**Problem requirements:**
Copy out word for word the stretch of the material from the line containing "Tag the round" through its end.
★ ★ ★ ★ ★
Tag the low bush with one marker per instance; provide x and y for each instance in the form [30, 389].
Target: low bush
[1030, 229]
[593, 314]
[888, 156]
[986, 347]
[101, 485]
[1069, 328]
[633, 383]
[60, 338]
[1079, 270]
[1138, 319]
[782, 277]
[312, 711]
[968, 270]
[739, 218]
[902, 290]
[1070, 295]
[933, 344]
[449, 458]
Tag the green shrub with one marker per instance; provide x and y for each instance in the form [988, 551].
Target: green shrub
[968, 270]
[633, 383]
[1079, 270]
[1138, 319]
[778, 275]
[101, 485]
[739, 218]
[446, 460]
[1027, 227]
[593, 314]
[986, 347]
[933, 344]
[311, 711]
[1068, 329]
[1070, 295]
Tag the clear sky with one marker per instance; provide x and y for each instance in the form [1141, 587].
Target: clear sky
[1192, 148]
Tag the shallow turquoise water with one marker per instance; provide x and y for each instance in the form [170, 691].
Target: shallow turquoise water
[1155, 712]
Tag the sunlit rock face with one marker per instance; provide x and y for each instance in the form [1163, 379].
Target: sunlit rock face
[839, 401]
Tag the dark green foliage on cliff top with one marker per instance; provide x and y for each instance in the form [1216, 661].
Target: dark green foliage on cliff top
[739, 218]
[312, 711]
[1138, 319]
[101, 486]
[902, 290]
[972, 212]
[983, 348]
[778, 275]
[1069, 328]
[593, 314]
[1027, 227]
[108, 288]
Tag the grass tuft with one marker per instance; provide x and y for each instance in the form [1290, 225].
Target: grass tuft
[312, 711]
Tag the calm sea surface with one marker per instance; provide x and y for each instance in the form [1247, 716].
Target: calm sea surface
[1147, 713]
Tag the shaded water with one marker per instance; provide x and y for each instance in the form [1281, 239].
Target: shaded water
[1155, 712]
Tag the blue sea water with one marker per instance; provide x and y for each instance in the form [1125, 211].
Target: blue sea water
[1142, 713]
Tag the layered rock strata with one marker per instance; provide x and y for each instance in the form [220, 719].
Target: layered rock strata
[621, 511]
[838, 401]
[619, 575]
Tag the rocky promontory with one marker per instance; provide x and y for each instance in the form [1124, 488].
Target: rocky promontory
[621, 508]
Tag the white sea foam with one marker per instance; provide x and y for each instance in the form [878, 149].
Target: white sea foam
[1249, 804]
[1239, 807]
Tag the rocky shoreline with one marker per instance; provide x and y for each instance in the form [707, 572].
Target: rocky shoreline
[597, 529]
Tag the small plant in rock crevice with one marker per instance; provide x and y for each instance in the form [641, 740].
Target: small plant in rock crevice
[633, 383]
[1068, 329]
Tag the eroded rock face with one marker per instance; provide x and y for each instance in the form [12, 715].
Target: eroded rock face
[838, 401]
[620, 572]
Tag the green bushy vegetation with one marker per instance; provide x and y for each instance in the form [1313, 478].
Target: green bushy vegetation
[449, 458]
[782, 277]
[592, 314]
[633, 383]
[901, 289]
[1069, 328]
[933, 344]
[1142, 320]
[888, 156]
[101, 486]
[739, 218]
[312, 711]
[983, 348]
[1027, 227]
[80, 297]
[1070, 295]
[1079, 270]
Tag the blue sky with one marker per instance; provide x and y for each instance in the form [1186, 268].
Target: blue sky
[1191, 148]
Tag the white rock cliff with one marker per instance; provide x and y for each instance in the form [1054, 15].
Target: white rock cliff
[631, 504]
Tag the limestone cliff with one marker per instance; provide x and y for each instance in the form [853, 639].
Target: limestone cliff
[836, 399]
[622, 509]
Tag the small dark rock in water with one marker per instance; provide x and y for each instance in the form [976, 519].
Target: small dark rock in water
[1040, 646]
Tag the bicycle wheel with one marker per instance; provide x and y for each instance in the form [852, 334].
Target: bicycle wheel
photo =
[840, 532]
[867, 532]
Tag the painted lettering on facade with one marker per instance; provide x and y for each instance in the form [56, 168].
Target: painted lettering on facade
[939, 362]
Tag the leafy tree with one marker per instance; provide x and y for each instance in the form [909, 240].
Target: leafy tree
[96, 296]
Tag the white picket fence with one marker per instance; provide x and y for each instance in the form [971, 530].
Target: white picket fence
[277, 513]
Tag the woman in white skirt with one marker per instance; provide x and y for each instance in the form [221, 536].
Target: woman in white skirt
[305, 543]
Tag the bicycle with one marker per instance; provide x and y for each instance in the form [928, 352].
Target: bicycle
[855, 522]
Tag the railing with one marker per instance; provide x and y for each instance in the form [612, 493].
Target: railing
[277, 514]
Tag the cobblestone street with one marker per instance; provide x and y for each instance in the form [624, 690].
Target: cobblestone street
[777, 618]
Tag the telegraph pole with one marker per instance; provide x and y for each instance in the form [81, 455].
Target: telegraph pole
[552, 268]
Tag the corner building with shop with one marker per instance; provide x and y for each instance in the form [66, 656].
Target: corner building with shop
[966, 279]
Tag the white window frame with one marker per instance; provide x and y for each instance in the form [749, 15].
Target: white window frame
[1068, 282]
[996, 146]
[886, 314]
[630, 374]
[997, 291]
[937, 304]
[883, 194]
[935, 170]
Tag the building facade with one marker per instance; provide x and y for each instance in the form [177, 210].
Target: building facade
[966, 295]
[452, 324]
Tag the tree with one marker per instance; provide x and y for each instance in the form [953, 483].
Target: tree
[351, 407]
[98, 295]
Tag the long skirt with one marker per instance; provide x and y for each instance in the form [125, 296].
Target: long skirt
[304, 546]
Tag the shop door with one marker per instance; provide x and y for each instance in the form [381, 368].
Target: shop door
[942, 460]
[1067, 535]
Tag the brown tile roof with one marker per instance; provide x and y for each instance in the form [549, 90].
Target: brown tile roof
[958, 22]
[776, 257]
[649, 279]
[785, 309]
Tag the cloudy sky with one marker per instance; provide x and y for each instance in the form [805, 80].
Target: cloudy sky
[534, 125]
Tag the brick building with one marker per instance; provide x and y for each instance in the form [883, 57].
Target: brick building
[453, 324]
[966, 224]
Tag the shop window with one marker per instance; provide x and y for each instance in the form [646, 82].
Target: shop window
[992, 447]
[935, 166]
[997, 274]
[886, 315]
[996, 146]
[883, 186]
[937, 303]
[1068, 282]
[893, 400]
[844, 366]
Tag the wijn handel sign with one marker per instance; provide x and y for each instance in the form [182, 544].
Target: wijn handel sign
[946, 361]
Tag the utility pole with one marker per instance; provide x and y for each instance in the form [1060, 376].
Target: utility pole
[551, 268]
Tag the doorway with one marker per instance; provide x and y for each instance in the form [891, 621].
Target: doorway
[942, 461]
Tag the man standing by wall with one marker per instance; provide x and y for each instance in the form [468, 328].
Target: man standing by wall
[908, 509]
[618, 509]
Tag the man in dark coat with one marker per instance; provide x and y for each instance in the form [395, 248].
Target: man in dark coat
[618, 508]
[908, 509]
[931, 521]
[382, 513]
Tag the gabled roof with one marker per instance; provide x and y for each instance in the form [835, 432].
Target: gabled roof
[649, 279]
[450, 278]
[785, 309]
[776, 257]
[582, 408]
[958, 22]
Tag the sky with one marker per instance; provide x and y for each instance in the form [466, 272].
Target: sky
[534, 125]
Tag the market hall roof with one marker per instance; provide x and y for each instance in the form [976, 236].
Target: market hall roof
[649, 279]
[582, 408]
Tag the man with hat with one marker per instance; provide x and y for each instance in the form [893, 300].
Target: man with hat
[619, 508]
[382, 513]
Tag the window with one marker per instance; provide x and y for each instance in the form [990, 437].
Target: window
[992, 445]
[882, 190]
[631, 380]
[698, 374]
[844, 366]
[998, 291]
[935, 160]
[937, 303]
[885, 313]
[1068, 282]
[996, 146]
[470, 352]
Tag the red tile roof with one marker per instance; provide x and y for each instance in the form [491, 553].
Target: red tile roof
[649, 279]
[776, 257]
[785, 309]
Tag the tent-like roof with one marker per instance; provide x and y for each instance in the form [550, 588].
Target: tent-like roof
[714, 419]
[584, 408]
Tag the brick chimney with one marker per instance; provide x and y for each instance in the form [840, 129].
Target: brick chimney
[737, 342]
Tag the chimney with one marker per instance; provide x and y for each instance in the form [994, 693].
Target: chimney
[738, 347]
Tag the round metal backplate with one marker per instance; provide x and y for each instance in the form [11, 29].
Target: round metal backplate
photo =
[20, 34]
★ ★ ★ ★ ★
**Expected output:**
Tag the round metal backplate with one marker per instance; provide x and y for each instance in the form [11, 29].
Target: round metal backplate
photo =
[20, 34]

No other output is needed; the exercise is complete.